Short task
Rewrite the rows below so that every "annotation dataset" becomes "labeling dataset" and nothing else changes, and omit the pictures from your version.
— BEGIN —
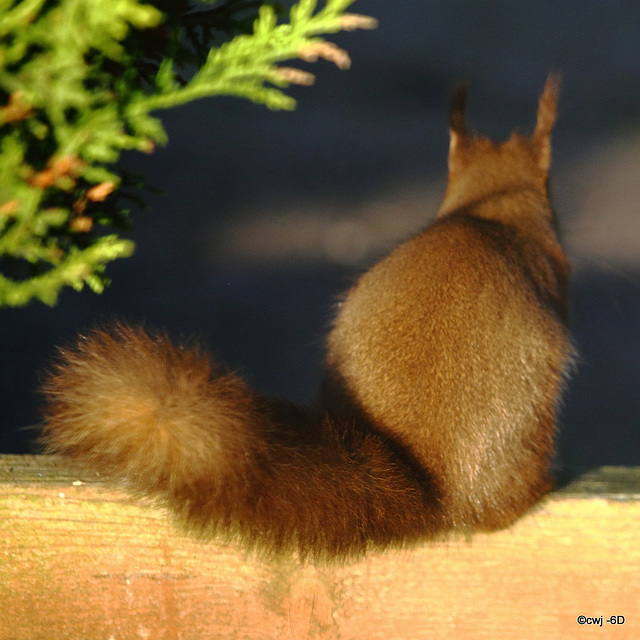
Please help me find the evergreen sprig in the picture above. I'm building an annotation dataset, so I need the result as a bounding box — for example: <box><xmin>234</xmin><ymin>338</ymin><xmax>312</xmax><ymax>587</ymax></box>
<box><xmin>0</xmin><ymin>0</ymin><xmax>375</xmax><ymax>306</ymax></box>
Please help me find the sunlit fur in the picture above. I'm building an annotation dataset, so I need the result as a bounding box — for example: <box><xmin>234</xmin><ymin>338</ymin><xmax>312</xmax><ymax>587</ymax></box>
<box><xmin>44</xmin><ymin>77</ymin><xmax>570</xmax><ymax>560</ymax></box>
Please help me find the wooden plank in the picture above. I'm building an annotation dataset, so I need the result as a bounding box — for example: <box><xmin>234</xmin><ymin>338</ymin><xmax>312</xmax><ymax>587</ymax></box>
<box><xmin>0</xmin><ymin>456</ymin><xmax>640</xmax><ymax>640</ymax></box>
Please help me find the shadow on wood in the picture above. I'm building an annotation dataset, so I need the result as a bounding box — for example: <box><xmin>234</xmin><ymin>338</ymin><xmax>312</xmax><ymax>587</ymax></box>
<box><xmin>0</xmin><ymin>456</ymin><xmax>640</xmax><ymax>640</ymax></box>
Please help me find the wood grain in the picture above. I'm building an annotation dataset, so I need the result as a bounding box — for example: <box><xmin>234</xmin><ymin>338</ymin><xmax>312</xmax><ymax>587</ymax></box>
<box><xmin>0</xmin><ymin>456</ymin><xmax>640</xmax><ymax>640</ymax></box>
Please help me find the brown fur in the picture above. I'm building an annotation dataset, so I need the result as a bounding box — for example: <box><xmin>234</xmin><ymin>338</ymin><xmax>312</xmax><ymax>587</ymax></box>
<box><xmin>44</xmin><ymin>77</ymin><xmax>570</xmax><ymax>559</ymax></box>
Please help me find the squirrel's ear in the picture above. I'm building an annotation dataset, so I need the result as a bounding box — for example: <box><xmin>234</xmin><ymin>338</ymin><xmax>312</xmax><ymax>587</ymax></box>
<box><xmin>449</xmin><ymin>85</ymin><xmax>469</xmax><ymax>171</ymax></box>
<box><xmin>531</xmin><ymin>74</ymin><xmax>560</xmax><ymax>171</ymax></box>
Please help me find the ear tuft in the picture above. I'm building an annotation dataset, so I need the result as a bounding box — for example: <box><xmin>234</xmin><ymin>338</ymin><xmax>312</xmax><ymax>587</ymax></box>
<box><xmin>531</xmin><ymin>74</ymin><xmax>560</xmax><ymax>171</ymax></box>
<box><xmin>449</xmin><ymin>84</ymin><xmax>469</xmax><ymax>136</ymax></box>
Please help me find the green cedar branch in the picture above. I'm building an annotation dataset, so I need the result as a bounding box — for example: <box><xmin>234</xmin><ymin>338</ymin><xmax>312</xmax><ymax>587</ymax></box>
<box><xmin>0</xmin><ymin>0</ymin><xmax>375</xmax><ymax>306</ymax></box>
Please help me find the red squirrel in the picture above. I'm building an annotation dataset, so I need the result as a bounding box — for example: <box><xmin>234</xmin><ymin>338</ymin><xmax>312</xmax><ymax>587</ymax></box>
<box><xmin>43</xmin><ymin>76</ymin><xmax>571</xmax><ymax>560</ymax></box>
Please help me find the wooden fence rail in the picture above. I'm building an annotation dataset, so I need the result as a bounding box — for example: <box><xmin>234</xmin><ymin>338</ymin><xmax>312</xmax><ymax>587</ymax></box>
<box><xmin>0</xmin><ymin>456</ymin><xmax>640</xmax><ymax>640</ymax></box>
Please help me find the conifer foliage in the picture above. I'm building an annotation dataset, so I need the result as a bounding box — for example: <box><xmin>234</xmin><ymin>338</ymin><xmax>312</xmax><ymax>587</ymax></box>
<box><xmin>0</xmin><ymin>0</ymin><xmax>375</xmax><ymax>306</ymax></box>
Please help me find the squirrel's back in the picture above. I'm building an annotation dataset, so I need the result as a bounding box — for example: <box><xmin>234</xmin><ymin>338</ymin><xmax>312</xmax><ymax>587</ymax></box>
<box><xmin>45</xmin><ymin>77</ymin><xmax>571</xmax><ymax>557</ymax></box>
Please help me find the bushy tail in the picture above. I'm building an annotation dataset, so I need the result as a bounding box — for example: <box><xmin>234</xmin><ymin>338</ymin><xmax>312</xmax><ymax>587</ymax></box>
<box><xmin>44</xmin><ymin>326</ymin><xmax>440</xmax><ymax>558</ymax></box>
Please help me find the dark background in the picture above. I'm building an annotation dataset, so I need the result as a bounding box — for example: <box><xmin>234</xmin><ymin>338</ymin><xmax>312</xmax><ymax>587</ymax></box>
<box><xmin>0</xmin><ymin>0</ymin><xmax>640</xmax><ymax>472</ymax></box>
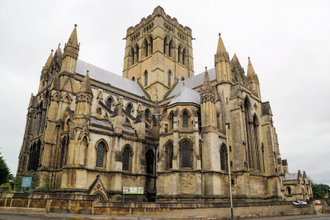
— END —
Result below
Please help me find the evergreen sprig in the picture above. I'm building an labeling dataset, so I need the result as a bounding box — for example: <box><xmin>234</xmin><ymin>338</ymin><xmax>312</xmax><ymax>587</ymax></box>
<box><xmin>0</xmin><ymin>0</ymin><xmax>375</xmax><ymax>306</ymax></box>
Please help me find the sunlit fur in the picture above. I'm building an labeling dataset, so I need the result as a bounding box — for example: <box><xmin>234</xmin><ymin>338</ymin><xmax>312</xmax><ymax>587</ymax></box>
<box><xmin>44</xmin><ymin>77</ymin><xmax>570</xmax><ymax>560</ymax></box>
Please help me find the wooden plank in the picture above. I'm building an labeling dataset, so I need the result as a bounding box — for example: <box><xmin>234</xmin><ymin>338</ymin><xmax>312</xmax><ymax>587</ymax></box>
<box><xmin>0</xmin><ymin>456</ymin><xmax>640</xmax><ymax>640</ymax></box>
Please help me find the shadow on wood in the picture above. I'm building an labeling dataset, so I need the result as a bounding box — for example: <box><xmin>234</xmin><ymin>338</ymin><xmax>312</xmax><ymax>587</ymax></box>
<box><xmin>0</xmin><ymin>456</ymin><xmax>640</xmax><ymax>640</ymax></box>
Please help me find the wood grain in the picture above. I'm building an labeling dataset, so I need the result as a bounding box — for example: <box><xmin>234</xmin><ymin>338</ymin><xmax>312</xmax><ymax>587</ymax></box>
<box><xmin>0</xmin><ymin>456</ymin><xmax>640</xmax><ymax>640</ymax></box>
Please help me find the brown fur in the picture above. I'm building an labeling dataset, so I need the result as a bounding box — for example: <box><xmin>234</xmin><ymin>338</ymin><xmax>312</xmax><ymax>587</ymax></box>
<box><xmin>44</xmin><ymin>77</ymin><xmax>570</xmax><ymax>559</ymax></box>
Please help me find the squirrel's ear in the picture above. I'm building an labeling dataset, so I need the result as a bounding box — for example: <box><xmin>234</xmin><ymin>338</ymin><xmax>312</xmax><ymax>587</ymax></box>
<box><xmin>449</xmin><ymin>85</ymin><xmax>469</xmax><ymax>171</ymax></box>
<box><xmin>531</xmin><ymin>74</ymin><xmax>560</xmax><ymax>171</ymax></box>
Please help me find the ear tuft in the picture above. I'm building an labeling dataset, so I need the result as a bounding box — for example: <box><xmin>234</xmin><ymin>338</ymin><xmax>312</xmax><ymax>587</ymax></box>
<box><xmin>531</xmin><ymin>74</ymin><xmax>560</xmax><ymax>171</ymax></box>
<box><xmin>449</xmin><ymin>84</ymin><xmax>469</xmax><ymax>136</ymax></box>
Please help me find the green cedar branch in the picture above. I'm building an labeling dataset, so I need the result as a bounding box — for example: <box><xmin>234</xmin><ymin>338</ymin><xmax>312</xmax><ymax>587</ymax></box>
<box><xmin>0</xmin><ymin>0</ymin><xmax>375</xmax><ymax>306</ymax></box>
Please help me find the red squirrel in the picture above. I'm building an labeling dataset, so I need the result as a bounding box — for example: <box><xmin>234</xmin><ymin>338</ymin><xmax>312</xmax><ymax>587</ymax></box>
<box><xmin>43</xmin><ymin>76</ymin><xmax>571</xmax><ymax>560</ymax></box>
Please help me find the wooden fence rail in the picture above. I'm building an labeling dataset, so I need the result as a bounding box — for example: <box><xmin>234</xmin><ymin>338</ymin><xmax>312</xmax><ymax>587</ymax></box>
<box><xmin>0</xmin><ymin>456</ymin><xmax>640</xmax><ymax>640</ymax></box>
Please help me find the conifer foliage in the picture above. I'm building an labeling dataset, so I need the result as a bounding box — for example: <box><xmin>234</xmin><ymin>338</ymin><xmax>312</xmax><ymax>587</ymax></box>
<box><xmin>0</xmin><ymin>0</ymin><xmax>375</xmax><ymax>306</ymax></box>
Please help me find the squirrel's back in the picture above. I'm building an labeling dataset, so I need the result as a bounding box — for example: <box><xmin>234</xmin><ymin>338</ymin><xmax>312</xmax><ymax>587</ymax></box>
<box><xmin>45</xmin><ymin>77</ymin><xmax>571</xmax><ymax>557</ymax></box>
Please help me find the bushy tail in the picture above. I'm building an labeling dataset, so I need the result as a bounding box — for example: <box><xmin>234</xmin><ymin>338</ymin><xmax>312</xmax><ymax>587</ymax></box>
<box><xmin>44</xmin><ymin>326</ymin><xmax>440</xmax><ymax>558</ymax></box>
Please help me find the dark background in the picture above. I'm building an labeling dataset, so I need the result as a bounding box — for example: <box><xmin>234</xmin><ymin>338</ymin><xmax>312</xmax><ymax>587</ymax></box>
<box><xmin>0</xmin><ymin>0</ymin><xmax>640</xmax><ymax>472</ymax></box>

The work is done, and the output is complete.